* Start DATA SHOWN *
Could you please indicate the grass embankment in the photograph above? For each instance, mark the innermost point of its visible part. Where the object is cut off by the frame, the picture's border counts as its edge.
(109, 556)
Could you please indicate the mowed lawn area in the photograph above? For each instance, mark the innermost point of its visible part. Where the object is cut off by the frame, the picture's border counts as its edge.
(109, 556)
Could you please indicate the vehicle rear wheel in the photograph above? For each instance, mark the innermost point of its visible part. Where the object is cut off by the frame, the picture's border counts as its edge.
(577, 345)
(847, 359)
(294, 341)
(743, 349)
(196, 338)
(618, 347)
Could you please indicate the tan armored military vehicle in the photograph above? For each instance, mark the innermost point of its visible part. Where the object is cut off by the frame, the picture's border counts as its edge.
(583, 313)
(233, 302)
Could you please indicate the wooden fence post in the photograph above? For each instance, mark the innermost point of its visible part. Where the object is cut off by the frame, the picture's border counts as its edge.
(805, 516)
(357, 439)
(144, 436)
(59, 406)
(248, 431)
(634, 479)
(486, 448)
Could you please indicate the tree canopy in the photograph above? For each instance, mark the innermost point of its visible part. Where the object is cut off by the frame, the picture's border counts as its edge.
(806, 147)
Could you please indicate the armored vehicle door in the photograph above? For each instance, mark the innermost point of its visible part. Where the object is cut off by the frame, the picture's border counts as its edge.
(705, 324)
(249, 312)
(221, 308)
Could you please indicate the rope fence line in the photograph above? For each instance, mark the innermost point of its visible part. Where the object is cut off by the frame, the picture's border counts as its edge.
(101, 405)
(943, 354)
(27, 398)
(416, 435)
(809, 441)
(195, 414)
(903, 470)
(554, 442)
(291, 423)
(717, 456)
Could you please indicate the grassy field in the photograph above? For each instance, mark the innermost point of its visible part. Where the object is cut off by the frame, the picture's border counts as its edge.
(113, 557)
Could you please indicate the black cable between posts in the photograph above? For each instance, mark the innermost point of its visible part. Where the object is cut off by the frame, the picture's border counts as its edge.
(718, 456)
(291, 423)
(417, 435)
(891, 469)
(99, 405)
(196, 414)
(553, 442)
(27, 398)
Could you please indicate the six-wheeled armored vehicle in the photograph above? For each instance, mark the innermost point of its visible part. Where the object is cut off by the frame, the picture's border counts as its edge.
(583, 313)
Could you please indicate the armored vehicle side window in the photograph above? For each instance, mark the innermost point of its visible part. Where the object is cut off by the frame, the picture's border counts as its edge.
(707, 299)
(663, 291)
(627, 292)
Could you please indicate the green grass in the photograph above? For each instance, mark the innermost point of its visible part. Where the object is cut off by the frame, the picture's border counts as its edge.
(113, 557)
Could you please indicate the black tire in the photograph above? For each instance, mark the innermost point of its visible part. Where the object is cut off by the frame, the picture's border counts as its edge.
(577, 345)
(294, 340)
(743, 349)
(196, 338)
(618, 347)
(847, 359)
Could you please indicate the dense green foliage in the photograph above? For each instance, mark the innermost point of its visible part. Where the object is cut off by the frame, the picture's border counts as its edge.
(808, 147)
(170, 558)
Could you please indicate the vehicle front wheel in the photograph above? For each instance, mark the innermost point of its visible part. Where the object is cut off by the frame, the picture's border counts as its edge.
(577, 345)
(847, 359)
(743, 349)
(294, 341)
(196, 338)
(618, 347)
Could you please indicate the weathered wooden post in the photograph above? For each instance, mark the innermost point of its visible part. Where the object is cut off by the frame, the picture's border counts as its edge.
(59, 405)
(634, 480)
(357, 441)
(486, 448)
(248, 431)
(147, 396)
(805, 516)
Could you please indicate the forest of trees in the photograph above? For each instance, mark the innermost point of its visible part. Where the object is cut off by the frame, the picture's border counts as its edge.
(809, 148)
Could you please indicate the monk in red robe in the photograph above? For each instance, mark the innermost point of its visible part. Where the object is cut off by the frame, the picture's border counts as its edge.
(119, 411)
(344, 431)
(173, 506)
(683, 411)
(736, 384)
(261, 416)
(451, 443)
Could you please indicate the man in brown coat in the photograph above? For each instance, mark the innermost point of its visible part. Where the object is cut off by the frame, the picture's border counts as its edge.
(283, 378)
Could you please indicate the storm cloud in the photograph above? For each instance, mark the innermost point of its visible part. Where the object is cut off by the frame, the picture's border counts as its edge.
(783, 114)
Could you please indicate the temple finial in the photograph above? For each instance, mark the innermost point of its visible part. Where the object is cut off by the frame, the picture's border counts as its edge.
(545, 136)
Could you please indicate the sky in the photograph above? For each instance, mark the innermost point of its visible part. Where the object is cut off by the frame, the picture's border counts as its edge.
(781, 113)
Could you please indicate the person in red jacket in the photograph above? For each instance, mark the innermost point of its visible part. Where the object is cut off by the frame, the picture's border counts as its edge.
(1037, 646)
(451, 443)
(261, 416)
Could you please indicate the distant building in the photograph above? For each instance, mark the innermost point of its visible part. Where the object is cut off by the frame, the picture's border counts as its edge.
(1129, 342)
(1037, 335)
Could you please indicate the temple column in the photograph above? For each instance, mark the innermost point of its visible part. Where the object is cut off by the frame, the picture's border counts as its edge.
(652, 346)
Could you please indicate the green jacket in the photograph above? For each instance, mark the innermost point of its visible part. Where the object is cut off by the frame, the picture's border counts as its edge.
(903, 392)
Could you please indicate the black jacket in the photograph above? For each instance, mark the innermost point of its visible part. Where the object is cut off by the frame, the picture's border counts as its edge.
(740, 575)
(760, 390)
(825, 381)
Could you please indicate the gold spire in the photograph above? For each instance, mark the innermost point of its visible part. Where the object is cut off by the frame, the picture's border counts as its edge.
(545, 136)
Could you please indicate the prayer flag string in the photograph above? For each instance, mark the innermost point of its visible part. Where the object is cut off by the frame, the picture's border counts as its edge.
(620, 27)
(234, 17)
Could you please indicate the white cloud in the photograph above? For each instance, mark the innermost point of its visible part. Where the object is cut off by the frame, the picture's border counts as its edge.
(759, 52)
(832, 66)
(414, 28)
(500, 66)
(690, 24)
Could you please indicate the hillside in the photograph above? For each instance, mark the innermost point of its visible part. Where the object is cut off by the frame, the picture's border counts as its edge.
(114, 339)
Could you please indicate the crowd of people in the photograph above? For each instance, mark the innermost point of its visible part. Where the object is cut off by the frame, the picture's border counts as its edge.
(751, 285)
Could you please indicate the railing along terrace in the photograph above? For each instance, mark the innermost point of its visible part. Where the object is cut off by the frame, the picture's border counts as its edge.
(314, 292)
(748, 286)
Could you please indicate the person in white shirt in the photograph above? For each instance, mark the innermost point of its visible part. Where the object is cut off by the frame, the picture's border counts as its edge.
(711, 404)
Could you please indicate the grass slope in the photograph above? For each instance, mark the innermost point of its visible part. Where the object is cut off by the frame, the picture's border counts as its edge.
* End DATA SHOWN *
# OBJECTIVE
Revise the items above so that "photograph" is replaced with "image" wherever it occurs, leaving all other wording unchanged.

# RESULT OF THE TASK
Could you please indicate the grass embankment in the image above? For each instance, mark the innermost point of its visible part. Where the object is cut off by the frame, the picture's border counts as its edge.
(109, 556)
Could you please indicate the mowed lawn area in the image above? For each instance, mark the innermost point of its visible part. Where the object is cut off by the frame, the picture's border counts as its edge.
(109, 556)
Could you please indicate the vehicle rear wheel in the image above? For each instance, mark the innermost point of its visible part. Where the object is cut off by the frame, the picture's border counts as its edge.
(577, 345)
(847, 359)
(294, 341)
(743, 349)
(196, 338)
(618, 347)
Could you please indicate the tan armored military vehicle in the image above? For each instance, mark the innermost point of its visible part. Where the object is cut off by the frame, the picture's border counts as its edge.
(583, 313)
(233, 302)
Could you please indicate the wooden fence post in the image above? For each instance, mark the innermost point of its visible part. Where the object is cut off by the frame, the picture's border counts as its edge.
(805, 516)
(357, 439)
(144, 436)
(59, 406)
(248, 431)
(634, 479)
(486, 448)
Could you please indicate the tree canopy in the image above? For each instance, mark the innermost point of its visible part. Where the object is cut off by the frame, the picture's border counts as its edge.
(806, 147)
Could you please indicate the armored vehicle door in the image above? For each instance, mark the innermost point of its visible part. Where the object is cut off by the frame, the picture's border counts as its edge.
(705, 324)
(249, 312)
(221, 308)
Could you please indicate the rope fence line in the image above? For each instance, mark the innermost point of its visible part. Where the object is cut off by the frame, the picture's border counts as its edge.
(101, 405)
(943, 354)
(27, 398)
(416, 435)
(809, 441)
(195, 414)
(903, 470)
(554, 442)
(291, 423)
(717, 456)
Could you please indicate the grassy field in the image above? For each instance, mark the innermost point of its visible part. Where the object is cut off by the frame, the picture's border counts as its edge.
(113, 557)
Could you please indicate the black cable between posts in the image above? For each instance, mark the innermost point of its visible part. Where the object is cut off by the frame, the picture's border counts as its edge.
(718, 456)
(291, 423)
(417, 435)
(891, 469)
(99, 405)
(196, 414)
(553, 442)
(27, 398)
Could you please indicate the six-wheeled armored vehicle in the image above? For each instance, mark the innermost point of its visible part. Where the object is cut off by the frame, the picture's border counts as its edge.
(583, 313)
Could you please indicate the armored vehicle side window in the image above? For each instance, mark the innermost point of its visible part. Where the object is cut off by the frame, the picture's border counts as its edge.
(707, 299)
(663, 291)
(627, 292)
Could you please indicate the green grass in the image above? For each instance, mark the innermost point of its visible part. Where the object is cut off by the frame, the picture's border counts as its edge.
(113, 557)
Could you please indicate the black tire in the image above? For each instance, mark the innermost point of its visible part. Where the object is cut off by the frame, the picture's border counts as its edge.
(577, 345)
(294, 340)
(743, 349)
(196, 338)
(618, 347)
(847, 359)
Could you please indicate the dense green foliage in the image above? For each instance, mark the innermost point of its visible part. Where the object is cut off by the frame, the picture's border counts as its edge.
(808, 147)
(170, 558)
Could you please indicate the vehicle front wheel in the image above? For each instance, mark the innermost point of its visible part. Where the object is cut off by the frame, the picture's border counts as its edge.
(577, 345)
(847, 359)
(743, 349)
(294, 341)
(196, 338)
(618, 347)
Could you please indicate the weathered wooden post in the image above? For each instance, mark the innermost point of its visible part. Where the object is cut off by the frame, the picture's border counts as its edge.
(59, 405)
(634, 480)
(357, 441)
(486, 448)
(248, 431)
(147, 396)
(805, 516)
Could you please indicate the forest of trees in the image above? For each instance, mark the innermost point of its visible part. Where the object is cut off by the frame, the picture's border counts as its edge.
(809, 148)
Could you please indicate the monk in red robe in the image above? For each instance, mark the innermost point of its visible part. Where the object is cut off by the frame, the picture's border counts as its edge.
(119, 411)
(344, 431)
(173, 506)
(683, 411)
(736, 384)
(261, 416)
(451, 443)
Could you please indicate the man in brown coat in the image above? For each instance, mark the innermost point of its visible part. Where the object is cut off by the frame, the picture's border counts as its edge.
(283, 378)
Could you please indicate the storm cloud in the image above? For each instance, mark the innermost point of its visible part. Where the object is cut off by the frame, the picture's border counts as its edge.
(783, 114)
Could you please indicate the temple finial in the image above? For each instance, mark the innermost point of its visible part. Where the object is cut off by the frame, the picture's border counts as its edge.
(545, 136)
Could you please indicate the sky in the image above? For each instance, mark the innermost point of its visible part. Where the object is cut off by the frame, the picture's border counts as its edge.
(781, 113)
Could you please indicate the person in red jacket in the image above? For each instance, mark the innermost point of its visible part. Where the object is cut off by the frame, the picture's border counts as its edge.
(1037, 646)
(451, 443)
(261, 416)
Could you please indicate the distant building in the image above? For each instance, mark the innermost point of its visible part. Where the object is cut off by the frame, the picture's border counts as its edge.
(1129, 342)
(1037, 335)
Could you please indicate the temple column in the image above? For each instance, mark the innermost point of its visible part. Where the object is cut off by the frame, the picture's border counts as its edge.
(652, 346)
Could you please indicate the green jacket in the image above? For each instance, mark the innermost point of its visible part. Where the object is cut off by the frame, the picture's border counts as its edge.
(903, 392)
Could you please indicate the black jacket in the image above? For each instance, mark the innermost point of its visible part. Where the object is cut off by the frame, the picture's border counts as its edge.
(740, 575)
(760, 390)
(825, 381)
Could you please indicate the gold spire in the image above? For each instance, mark the innermost point of its visible part. Where the object is cut off by the frame, the picture's border counts as its edge.
(545, 136)
Could you please indicate the prayer flag string in the image above? For each instance, mark the innermost point of its visible part. Where the object is cut off by the frame, the picture's border counts as its edge.
(620, 27)
(234, 17)
Could you please indicate the white cloud in the image above? For each instance, mark the innermost point of its visible part. Where the object is cut off by the frame, the picture's border counts as its edge.
(759, 52)
(832, 66)
(414, 28)
(500, 66)
(690, 24)
Could you please indicate the hillside in the image above? For each instance, mark the innermost point of its visible part. Where the object is cut off by the frame, the picture's border counts as its edge.
(114, 339)
Could you please indicate the crowd of people in the image above? For each instance, mark the innermost point of its visible part. Where the object is cut off by the frame, the picture's border counts as its edge.
(751, 285)
Could you please indicate the railing along terrace in the image above? For each instance, mark the innermost point of its visible part. Where the object is cut off by the frame, the picture's border counts as its edge.
(314, 292)
(748, 286)
Could you please indicate the person in white shirt in the image above? For each instance, mark the innermost point of its visible part. Where the object is cut off by the frame, the picture's border counts as its edge.
(711, 404)
Could you please indicate the grass slope in the image above? For each instance, mark the innermost point of its visible part. Where the object is cut off by the frame, the picture's border counts as its edge.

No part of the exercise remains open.